▶ Task directions: Your task is to give the data again, exactly, with every line intact.

▶ Items from a data source:
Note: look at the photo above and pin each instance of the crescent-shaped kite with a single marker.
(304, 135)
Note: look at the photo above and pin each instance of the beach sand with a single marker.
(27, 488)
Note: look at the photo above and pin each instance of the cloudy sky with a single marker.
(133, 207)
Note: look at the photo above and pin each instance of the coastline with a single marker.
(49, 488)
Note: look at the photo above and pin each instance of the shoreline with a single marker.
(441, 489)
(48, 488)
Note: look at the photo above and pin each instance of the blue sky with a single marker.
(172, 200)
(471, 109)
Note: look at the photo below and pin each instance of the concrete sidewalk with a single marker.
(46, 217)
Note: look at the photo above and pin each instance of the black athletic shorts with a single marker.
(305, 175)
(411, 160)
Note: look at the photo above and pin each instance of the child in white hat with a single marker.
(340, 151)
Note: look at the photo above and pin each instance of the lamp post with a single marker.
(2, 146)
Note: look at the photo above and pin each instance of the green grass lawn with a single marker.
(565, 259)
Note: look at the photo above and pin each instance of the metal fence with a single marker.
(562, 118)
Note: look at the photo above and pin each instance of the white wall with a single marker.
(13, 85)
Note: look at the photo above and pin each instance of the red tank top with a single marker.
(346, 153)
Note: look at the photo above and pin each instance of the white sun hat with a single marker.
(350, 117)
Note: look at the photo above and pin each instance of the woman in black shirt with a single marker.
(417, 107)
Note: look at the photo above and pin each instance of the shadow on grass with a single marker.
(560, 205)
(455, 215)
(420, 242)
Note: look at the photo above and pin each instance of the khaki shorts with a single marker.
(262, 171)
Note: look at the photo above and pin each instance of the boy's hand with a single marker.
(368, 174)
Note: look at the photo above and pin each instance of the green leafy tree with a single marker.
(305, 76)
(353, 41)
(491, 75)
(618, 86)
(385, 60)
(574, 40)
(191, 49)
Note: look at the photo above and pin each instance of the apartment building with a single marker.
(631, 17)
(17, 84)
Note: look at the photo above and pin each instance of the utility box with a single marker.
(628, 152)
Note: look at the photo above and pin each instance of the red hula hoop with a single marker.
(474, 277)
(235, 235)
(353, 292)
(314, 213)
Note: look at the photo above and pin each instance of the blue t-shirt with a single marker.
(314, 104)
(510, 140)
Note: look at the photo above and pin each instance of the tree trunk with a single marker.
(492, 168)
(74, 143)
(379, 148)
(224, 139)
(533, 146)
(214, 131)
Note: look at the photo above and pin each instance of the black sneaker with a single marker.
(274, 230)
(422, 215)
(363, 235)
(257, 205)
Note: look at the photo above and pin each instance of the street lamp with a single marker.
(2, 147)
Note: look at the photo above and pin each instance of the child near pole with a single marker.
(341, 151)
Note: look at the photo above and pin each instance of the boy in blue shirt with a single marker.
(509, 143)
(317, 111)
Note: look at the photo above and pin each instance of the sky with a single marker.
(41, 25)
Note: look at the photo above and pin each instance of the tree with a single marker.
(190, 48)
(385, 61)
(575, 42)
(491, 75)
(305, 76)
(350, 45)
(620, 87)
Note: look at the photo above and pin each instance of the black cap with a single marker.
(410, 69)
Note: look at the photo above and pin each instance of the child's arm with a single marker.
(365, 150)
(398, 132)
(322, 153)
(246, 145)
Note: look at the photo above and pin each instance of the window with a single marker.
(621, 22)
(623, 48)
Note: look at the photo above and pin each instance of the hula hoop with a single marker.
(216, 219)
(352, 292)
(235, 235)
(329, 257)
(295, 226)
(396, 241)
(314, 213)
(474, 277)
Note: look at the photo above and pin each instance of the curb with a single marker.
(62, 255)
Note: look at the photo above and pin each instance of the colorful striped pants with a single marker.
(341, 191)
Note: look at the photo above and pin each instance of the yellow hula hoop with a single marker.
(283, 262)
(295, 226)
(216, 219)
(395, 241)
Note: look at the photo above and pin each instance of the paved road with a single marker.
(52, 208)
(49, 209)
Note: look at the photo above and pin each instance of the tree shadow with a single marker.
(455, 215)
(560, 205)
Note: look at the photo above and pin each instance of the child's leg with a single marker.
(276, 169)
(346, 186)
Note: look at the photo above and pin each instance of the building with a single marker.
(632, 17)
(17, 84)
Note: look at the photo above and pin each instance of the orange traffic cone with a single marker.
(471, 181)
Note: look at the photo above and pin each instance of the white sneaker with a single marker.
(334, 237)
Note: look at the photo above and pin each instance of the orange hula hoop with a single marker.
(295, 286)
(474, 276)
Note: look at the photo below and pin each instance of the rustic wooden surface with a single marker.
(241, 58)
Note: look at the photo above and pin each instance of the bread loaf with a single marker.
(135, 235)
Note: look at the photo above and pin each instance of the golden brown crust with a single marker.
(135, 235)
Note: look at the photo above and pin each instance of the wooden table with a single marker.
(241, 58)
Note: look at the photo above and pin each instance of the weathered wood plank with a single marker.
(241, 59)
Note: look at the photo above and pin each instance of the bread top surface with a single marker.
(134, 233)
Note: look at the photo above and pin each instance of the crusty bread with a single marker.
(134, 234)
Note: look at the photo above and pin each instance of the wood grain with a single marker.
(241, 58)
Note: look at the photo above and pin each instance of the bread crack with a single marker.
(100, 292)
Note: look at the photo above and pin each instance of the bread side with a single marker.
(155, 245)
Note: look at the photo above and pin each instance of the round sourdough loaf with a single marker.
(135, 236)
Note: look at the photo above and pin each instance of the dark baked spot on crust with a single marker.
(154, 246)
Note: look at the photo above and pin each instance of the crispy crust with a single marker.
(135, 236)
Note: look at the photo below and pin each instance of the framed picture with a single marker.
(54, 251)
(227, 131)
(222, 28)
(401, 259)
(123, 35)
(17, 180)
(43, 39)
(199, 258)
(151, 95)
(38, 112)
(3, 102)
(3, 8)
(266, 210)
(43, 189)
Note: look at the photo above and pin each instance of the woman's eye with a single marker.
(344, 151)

▶ Response for this exercise:
Note: look at the photo above and pin each instance of the crescent-shaped kite with a single marker.
(304, 135)
Note: look at the photo above and pin each instance of the beach sand with a single marker.
(27, 488)
Note: look at the photo above and pin each instance of the cloudy sky with a single marker.
(133, 207)
Note: look at the photo above and pin each instance of the coastline with a single marker.
(49, 488)
Note: look at the photo above and pin each instance of the shoreline with a single marker.
(441, 489)
(48, 488)
Note: look at the photo above and pin each instance of the blue sky with a single marker.
(172, 200)
(471, 109)
Note: look at the photo below and pin each instance of the concrete sidewalk with a single marker.
(46, 217)
Note: look at the photo above and pin each instance of the black athletic shorts with a single marker.
(305, 175)
(411, 160)
Note: look at the photo above and pin each instance of the child in white hat with a single marker.
(340, 151)
Note: look at the photo above and pin each instance of the lamp post with a single marker.
(2, 146)
Note: look at the photo above and pin each instance of the green grass lawn with a single marker.
(565, 259)
Note: look at the photo above and pin each instance of the metal fence with a single marker.
(562, 118)
Note: look at the photo above and pin each instance of the white wall with a single marker.
(13, 85)
Note: look at the photo above and pin each instance of the red tank top with a single marker.
(346, 153)
Note: look at the photo above and pin each instance of the white sun hat with a single marker.
(350, 117)
Note: look at the photo above and pin each instance of the woman in black shirt with a single marker.
(417, 107)
Note: look at the photo above and pin each instance of the shadow on grass with a single marker.
(560, 205)
(455, 215)
(420, 242)
Note: look at the photo above and pin each instance of the khaki shorts with a single marker.
(262, 171)
Note: look at the photo above and pin each instance of the boy's hand with a single marker.
(368, 174)
Note: look at the photo above and pin each instance of the green leafy tree with a single marker.
(305, 76)
(353, 41)
(491, 75)
(618, 86)
(385, 60)
(574, 40)
(191, 49)
Note: look at the photo above and pin each instance of the apartment building with a single marker.
(631, 17)
(17, 84)
Note: look at the photo above and pin each instance of the utility box with a single marker.
(628, 152)
Note: look at the photo above and pin each instance of the red hula hoop with a single marker.
(474, 277)
(235, 235)
(353, 292)
(314, 213)
Note: look at the photo above and pin each instance of the blue t-shirt with a single marker.
(314, 104)
(510, 140)
Note: look at the photo above and pin each instance of the tree trunk with a single marker.
(492, 168)
(74, 143)
(379, 148)
(224, 139)
(533, 146)
(214, 131)
Note: look at the photo above and pin each instance of the black sneaker with a single marker.
(274, 230)
(422, 215)
(363, 235)
(257, 205)
Note: look at the photo above and pin each instance of the street lamp with a single marker.
(2, 147)
Note: look at the photo above and pin each instance of the child near pole with a single marker.
(341, 151)
Note: look at the photo above and pin each instance of the boy in blue shirt with a single marker.
(509, 143)
(317, 111)
Note: look at the photo above and pin each instance of the sky with a single marker.
(41, 25)
Note: look at the photo above and pin each instance of the tree with a single marker.
(190, 48)
(385, 61)
(575, 42)
(491, 75)
(305, 76)
(350, 45)
(620, 87)
Note: look at the photo above and pin each instance of the black cap with a single marker.
(410, 69)
Note: look at the photo above and pin each instance of the child's arm with a single marker.
(365, 150)
(398, 132)
(322, 153)
(246, 145)
Note: look at the photo above and pin each instance of the window with a single marker.
(621, 22)
(623, 48)
Note: look at the photo above and pin each instance of the hula hoop with a single marker.
(216, 219)
(352, 292)
(235, 235)
(329, 257)
(295, 226)
(396, 241)
(314, 213)
(474, 277)
Note: look at the photo above and pin each instance of the curb with a single marker.
(62, 255)
Note: look at the photo above and pin each instance of the colorful striped pants with a single marker.
(341, 191)
Note: look at the photo above and pin each instance of the yellow hula hoop with a single marker.
(283, 262)
(295, 226)
(216, 219)
(395, 241)
Note: look at the photo above and pin each instance of the paved road with a single marker.
(52, 208)
(49, 209)
Note: look at the photo above and pin each instance of the tree shadow with a single marker.
(455, 215)
(560, 205)
Note: look at the photo above and pin each instance of the child's leg with a single marker.
(276, 169)
(346, 186)
Note: look at the photo above and pin each instance of the building with a single marker.
(632, 17)
(17, 84)
Note: look at the photo above and pin each instance of the orange traffic cone with a single marker.
(471, 181)
Note: look at the photo above and pin each instance of the white sneaker with a single marker.
(334, 237)
Note: look at the photo above and pin each instance of the orange hula hoop with a single marker.
(295, 286)
(474, 276)
Note: look at the photo below and pin each instance of the rustic wooden surface with a single marker.
(241, 58)
Note: look at the photo above and pin each instance of the bread loaf with a single marker.
(135, 235)
Note: look at the photo above and pin each instance of the golden brown crust with a single marker.
(135, 235)
Note: look at the photo above and pin each instance of the wooden table with a single marker.
(241, 58)
Note: look at the photo above and pin each instance of the weathered wood plank with a single marker.
(241, 59)
Note: look at the photo above and pin each instance of the bread top surface with a single marker.
(134, 233)
Note: look at the photo above and pin each instance of the crusty bread with a single marker.
(134, 234)
Note: look at the photo above and pin each instance of the wood grain with a single marker.
(241, 58)
Note: look at the photo above and pin each instance of the bread crack with a single marker.
(100, 292)
Note: look at the photo above and pin each instance of the bread side with a single marker.
(155, 245)
Note: look at the photo above and pin each instance of the round sourdough loaf with a single marker.
(135, 236)
Note: look at the photo above and pin each instance of the dark baked spot on crust with a single marker.
(154, 246)
Note: look at the photo above and pin each instance of the crispy crust with a single marker.
(135, 236)
Note: look at the photo below and pin each instance of the framed picture with a single marker.
(54, 251)
(227, 131)
(222, 28)
(401, 259)
(123, 35)
(17, 180)
(43, 39)
(199, 258)
(151, 95)
(38, 112)
(3, 102)
(3, 8)
(266, 210)
(43, 189)
Note: look at the photo above and pin each instance of the woman's eye with a single marker.
(344, 151)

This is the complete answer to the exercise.